→ Problems to solve
[A] Repeat the Suns at Spurs game thread word for word, from start to finish.
[B] Turn the listing, from the line with "of the plastic" up to and including its last line, into a Markdown table with the columns Row and Line. Leave out blank lines.

# Game #61: Phoenix Suns (37-23) @ San Antonio Spurs (32-24) - 2/28



## Dissonance (Jul 21, 2004)

* When: Sunday, 1PMEST/11PMMT/10PMPST
Where: AT&T Center - San Antonio , TX 
TV: ABC*
*Previous Game: W 125-112 vs Los Angeles Clippers*












*Phoenix Suns (37-23) 

Starters: 





































PG Steve Nash | SG Jason Richardson | SF Grant Hill | PF Amar'e Stoudemire | C Robin Lopez* 














* San Antonio Spurs (32-24) 

Starters: 





































PG George Hill | SG Keith Bogans | SF Michael Finley | PF Tim Duncan | C Antonio McDyess* 



*_Victory Advisory_*








*Suns have been placed on.....KICKSOMEASS!*​


----------



## Dissonance (Jul 21, 2004)

25-21, Suns at the end of 1. 

Nash 7 pts (3-5), 3 assists, 2 rebs


Shooting was awful to start. Good shots just didn't go in. Started to roll in late though. Defense is playing well. Especially, Robin.


----------



## Dissonance (Jul 21, 2004)

Amare hit a buzzer beater 3 to end the half.

52-49 Suns, at the end of 2.


Amare 15 pts (5-14), 6 rebs. He's getting good shots, just not falling. Maybe the 3 will help. 

Nash 11 pts (5-7), 5 assists. 

Lopez 6 pts, 6 rebs, 4 blks.


Overall, like how it's gone for Suns. Solid defensively, minus few breakdowns. Lopez is stabilizing it inside, playing well on Duncan, and also providing a intimidating presence (blocked 4 shots already). Team as a whole are getting good shots, just not falling.


----------



## Dissonance (Jul 21, 2004)

77-76, Spurs at the end of 3.

Amare 27 pts (9-20), 11 rebs. Had a violent dunk near the end there.


----------



## Dissonance (Jul 21, 2004)

With a chance to tie, JBrick misses an easy dunk. Ugh.


----------



## Dissonance (Jul 21, 2004)

Nash hit a big 3. Manu hit both FTs.

→ Entries supplied

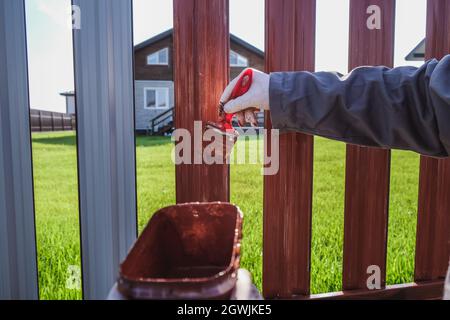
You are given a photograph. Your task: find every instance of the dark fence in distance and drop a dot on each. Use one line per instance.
(51, 121)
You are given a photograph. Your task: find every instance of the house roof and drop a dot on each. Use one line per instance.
(418, 53)
(169, 32)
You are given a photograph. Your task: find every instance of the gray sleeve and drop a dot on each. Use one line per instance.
(401, 108)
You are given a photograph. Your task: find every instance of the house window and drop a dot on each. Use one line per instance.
(236, 60)
(160, 57)
(156, 98)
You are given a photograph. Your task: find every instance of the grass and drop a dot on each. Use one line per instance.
(55, 178)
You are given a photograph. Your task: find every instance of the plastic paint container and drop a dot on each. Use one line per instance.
(187, 251)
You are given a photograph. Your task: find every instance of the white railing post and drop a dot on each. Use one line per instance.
(103, 51)
(18, 272)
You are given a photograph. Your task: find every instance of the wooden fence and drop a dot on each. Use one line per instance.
(51, 121)
(106, 153)
(290, 43)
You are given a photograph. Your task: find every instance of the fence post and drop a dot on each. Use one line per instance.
(367, 169)
(18, 270)
(201, 59)
(103, 51)
(290, 46)
(433, 223)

→ Solutions for each task
[A]
# Game #61: Phoenix Suns (37-23) @ San Antonio Spurs (32-24) - 2/28



## Dissonance (Jul 21, 2004)

* When: Sunday, 1PMEST/11PMMT/10PMPST
Where: AT&T Center - San Antonio , TX 
TV: ABC*
*Previous Game: W 125-112 vs Los Angeles Clippers*












*Phoenix Suns (37-23) 

Starters: 





































PG Steve Nash | SG Jason Richardson | SF Grant Hill | PF Amar'e Stoudemire | C Robin Lopez* 














* San Antonio Spurs (32-24) 

Starters: 





































PG George Hill | SG Keith Bogans | SF Michael Finley | PF Tim Duncan | C Antonio McDyess* 



*_Victory Advisory_*








*Suns have been placed on.....KICKSOMEASS!*​


----------



## Dissonance (Jul 21, 2004)

25-21, Suns at the end of 1. 

Nash 7 pts (3-5), 3 assists, 2 rebs


Shooting was awful to start. Good shots just didn't go in. Started to roll in late though. Defense is playing well. Especially, Robin.


----------



## Dissonance (Jul 21, 2004)

Amare hit a buzzer beater 3 to end the half.

52-49 Suns, at the end of 2.


Amare 15 pts (5-14), 6 rebs. He's getting good shots, just not falling. Maybe the 3 will help. 

Nash 11 pts (5-7), 5 assists. 

Lopez 6 pts, 6 rebs, 4 blks.


Overall, like how it's gone for Suns. Solid defensively, minus few breakdowns. Lopez is stabilizing it inside, playing well on Duncan, and also providing a intimidating presence (blocked 4 shots already). Team as a whole are getting good shots, just not falling.


----------



## Dissonance (Jul 21, 2004)

77-76, Spurs at the end of 3.

Amare 27 pts (9-20), 11 rebs. Had a violent dunk near the end there.


----------



## Dissonance (Jul 21, 2004)

With a chance to tie, JBrick misses an easy dunk. Ugh.


----------



## Dissonance (Jul 21, 2004)

Nash hit a big 3. Manu hit both FTs.

[B]
| Row | Line |
|---|---|
| 1 | You are given a photograph. Your task: find every instance of the plastic paint container and drop a dot on each. Use one line per instance. |
| 2 | (187, 251) |
| 3 | You are given a photograph. Your task: find every instance of the white railing post and drop a dot on each. Use one line per instance. |
| 4 | (103, 51) |
| 5 | (18, 272) |
| 6 | You are given a photograph. Your task: find every instance of the wooden fence and drop a dot on each. Use one line per instance. |
| 7 | (51, 121) |
| 8 | (106, 153) |
| 9 | (290, 43) |
| 10 | You are given a photograph. Your task: find every instance of the fence post and drop a dot on each. Use one line per instance. |
| 11 | (367, 169) |
| 12 | (18, 270) |
| 13 | (201, 59) |
| 14 | (103, 51) |
| 15 | (290, 46) |
| 16 | (433, 223) |